-- Opening Marker --
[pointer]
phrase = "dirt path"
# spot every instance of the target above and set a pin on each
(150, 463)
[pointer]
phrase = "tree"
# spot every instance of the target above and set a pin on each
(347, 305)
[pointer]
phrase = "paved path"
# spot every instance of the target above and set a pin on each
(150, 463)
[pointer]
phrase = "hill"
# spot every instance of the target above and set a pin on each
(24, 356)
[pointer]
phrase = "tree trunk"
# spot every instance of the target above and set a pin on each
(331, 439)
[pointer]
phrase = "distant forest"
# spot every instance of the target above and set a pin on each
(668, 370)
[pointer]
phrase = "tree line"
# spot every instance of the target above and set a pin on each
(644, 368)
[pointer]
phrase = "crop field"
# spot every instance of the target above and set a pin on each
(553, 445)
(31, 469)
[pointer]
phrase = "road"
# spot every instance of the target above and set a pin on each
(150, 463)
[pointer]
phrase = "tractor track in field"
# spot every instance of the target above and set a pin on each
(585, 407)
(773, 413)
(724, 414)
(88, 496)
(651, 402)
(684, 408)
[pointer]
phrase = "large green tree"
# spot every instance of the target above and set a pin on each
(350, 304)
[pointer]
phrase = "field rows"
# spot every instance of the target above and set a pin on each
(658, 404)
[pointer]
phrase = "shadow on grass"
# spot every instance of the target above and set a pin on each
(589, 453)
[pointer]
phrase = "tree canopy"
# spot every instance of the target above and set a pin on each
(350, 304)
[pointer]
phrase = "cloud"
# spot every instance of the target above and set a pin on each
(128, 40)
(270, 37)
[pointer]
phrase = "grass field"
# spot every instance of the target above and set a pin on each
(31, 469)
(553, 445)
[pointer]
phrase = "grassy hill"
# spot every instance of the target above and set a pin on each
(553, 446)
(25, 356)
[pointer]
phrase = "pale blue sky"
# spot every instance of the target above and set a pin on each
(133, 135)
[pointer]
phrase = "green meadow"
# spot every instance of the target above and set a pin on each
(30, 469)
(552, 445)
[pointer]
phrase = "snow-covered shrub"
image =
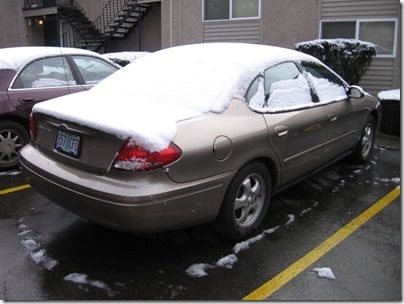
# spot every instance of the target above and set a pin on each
(350, 58)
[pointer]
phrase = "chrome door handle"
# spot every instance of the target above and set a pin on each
(281, 130)
(332, 117)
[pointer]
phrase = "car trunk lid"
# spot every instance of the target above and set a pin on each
(76, 145)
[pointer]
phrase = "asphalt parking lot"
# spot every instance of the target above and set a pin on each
(346, 219)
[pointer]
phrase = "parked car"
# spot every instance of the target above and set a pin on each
(196, 134)
(29, 75)
(124, 58)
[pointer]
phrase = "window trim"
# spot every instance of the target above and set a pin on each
(357, 28)
(231, 13)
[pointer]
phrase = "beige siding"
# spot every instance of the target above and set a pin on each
(383, 73)
(346, 9)
(379, 77)
(232, 31)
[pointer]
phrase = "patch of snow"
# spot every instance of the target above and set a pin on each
(324, 272)
(291, 219)
(10, 173)
(40, 257)
(80, 278)
(389, 95)
(30, 244)
(395, 180)
(173, 84)
(198, 270)
(24, 232)
(227, 261)
(246, 244)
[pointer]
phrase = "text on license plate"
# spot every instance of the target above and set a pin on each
(68, 143)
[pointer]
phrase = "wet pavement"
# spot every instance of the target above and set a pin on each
(50, 254)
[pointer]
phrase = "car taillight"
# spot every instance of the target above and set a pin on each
(32, 126)
(131, 157)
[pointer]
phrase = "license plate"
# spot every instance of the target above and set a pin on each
(68, 143)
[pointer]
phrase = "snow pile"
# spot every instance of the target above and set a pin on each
(200, 269)
(40, 257)
(324, 272)
(80, 278)
(148, 97)
(389, 95)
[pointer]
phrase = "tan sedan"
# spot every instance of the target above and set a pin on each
(196, 134)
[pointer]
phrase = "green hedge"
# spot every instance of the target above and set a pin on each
(350, 58)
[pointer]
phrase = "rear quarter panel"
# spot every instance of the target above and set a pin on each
(248, 140)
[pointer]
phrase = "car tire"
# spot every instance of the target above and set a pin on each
(13, 137)
(245, 203)
(365, 145)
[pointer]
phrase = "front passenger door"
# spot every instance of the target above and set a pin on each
(295, 124)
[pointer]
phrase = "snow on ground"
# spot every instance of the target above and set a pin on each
(37, 254)
(200, 269)
(10, 172)
(324, 272)
(82, 279)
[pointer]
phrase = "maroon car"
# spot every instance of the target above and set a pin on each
(29, 75)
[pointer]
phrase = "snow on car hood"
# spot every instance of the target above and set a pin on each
(147, 98)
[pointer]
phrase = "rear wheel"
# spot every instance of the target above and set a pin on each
(365, 145)
(13, 137)
(246, 202)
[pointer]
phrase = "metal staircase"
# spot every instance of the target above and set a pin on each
(118, 19)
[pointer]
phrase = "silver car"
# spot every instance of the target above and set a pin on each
(196, 134)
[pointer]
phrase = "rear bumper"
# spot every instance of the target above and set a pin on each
(139, 203)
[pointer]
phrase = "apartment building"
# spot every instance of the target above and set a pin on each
(147, 25)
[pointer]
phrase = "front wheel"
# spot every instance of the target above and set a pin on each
(246, 202)
(365, 145)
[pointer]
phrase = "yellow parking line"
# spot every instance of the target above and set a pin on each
(264, 291)
(14, 189)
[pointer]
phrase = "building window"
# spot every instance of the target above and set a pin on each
(231, 9)
(381, 32)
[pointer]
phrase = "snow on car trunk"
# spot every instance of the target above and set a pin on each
(148, 97)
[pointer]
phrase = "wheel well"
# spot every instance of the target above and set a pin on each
(18, 119)
(273, 171)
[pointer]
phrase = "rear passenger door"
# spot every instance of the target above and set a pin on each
(295, 124)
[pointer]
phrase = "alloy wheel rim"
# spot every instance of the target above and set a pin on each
(10, 144)
(249, 200)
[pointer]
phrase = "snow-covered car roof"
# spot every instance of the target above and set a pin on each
(16, 57)
(124, 58)
(147, 98)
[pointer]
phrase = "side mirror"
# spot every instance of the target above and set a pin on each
(355, 92)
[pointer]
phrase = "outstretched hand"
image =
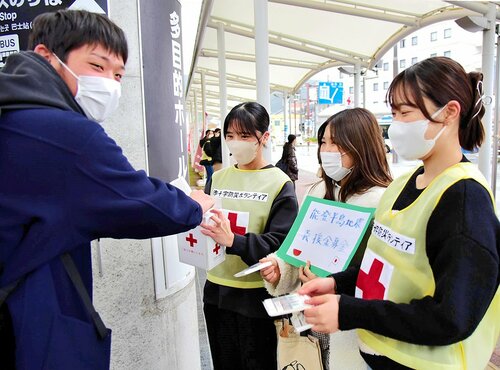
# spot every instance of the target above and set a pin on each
(318, 286)
(305, 273)
(219, 230)
(272, 273)
(324, 316)
(204, 200)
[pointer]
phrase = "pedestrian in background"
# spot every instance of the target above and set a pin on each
(216, 150)
(289, 159)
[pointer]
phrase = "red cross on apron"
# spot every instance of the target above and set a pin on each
(238, 230)
(369, 283)
(191, 240)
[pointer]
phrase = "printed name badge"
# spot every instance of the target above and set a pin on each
(393, 239)
(326, 233)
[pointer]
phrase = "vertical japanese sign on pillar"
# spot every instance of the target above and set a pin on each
(16, 18)
(161, 40)
(166, 131)
(178, 85)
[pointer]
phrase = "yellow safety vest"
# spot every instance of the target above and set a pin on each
(244, 191)
(396, 254)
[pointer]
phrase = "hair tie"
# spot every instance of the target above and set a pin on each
(482, 100)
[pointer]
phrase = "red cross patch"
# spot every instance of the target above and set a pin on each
(374, 277)
(238, 221)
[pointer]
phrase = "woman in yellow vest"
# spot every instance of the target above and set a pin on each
(354, 170)
(426, 295)
(260, 205)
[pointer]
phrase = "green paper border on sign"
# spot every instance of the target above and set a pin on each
(285, 246)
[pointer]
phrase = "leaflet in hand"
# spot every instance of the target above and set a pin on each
(286, 304)
(256, 267)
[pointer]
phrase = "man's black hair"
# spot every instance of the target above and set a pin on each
(66, 30)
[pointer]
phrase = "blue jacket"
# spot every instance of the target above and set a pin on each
(63, 183)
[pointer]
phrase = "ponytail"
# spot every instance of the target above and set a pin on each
(471, 130)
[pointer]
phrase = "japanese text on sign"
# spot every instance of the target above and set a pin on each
(241, 195)
(393, 239)
(327, 233)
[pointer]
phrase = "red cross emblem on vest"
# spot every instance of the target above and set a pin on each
(374, 277)
(235, 228)
(191, 240)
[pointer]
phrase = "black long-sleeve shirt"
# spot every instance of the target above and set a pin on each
(251, 248)
(462, 247)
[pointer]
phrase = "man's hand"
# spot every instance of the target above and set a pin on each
(206, 201)
(324, 316)
(305, 273)
(220, 230)
(272, 273)
(318, 286)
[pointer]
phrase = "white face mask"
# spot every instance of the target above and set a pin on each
(243, 152)
(408, 137)
(97, 96)
(332, 165)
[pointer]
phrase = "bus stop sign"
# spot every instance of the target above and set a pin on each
(16, 17)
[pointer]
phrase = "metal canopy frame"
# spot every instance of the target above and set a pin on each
(296, 53)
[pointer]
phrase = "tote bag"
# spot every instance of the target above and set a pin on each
(296, 352)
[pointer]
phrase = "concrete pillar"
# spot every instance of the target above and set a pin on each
(148, 333)
(221, 46)
(262, 63)
(489, 37)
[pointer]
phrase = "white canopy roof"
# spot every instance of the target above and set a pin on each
(305, 37)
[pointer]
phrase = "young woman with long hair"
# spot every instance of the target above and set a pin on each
(354, 170)
(426, 295)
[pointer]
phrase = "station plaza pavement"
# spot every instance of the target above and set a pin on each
(308, 164)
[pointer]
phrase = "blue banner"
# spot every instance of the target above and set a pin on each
(330, 93)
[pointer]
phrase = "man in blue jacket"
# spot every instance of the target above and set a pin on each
(64, 182)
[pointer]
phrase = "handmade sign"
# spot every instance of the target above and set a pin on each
(327, 233)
-- Closing Marker --
Would you show each line of the material above that contains the string "vest"?

### REPLY TO THE TASK
phrase = "yellow safety vest"
phrase = "woman in yellow vest"
phrase = "red cross emblem on vest"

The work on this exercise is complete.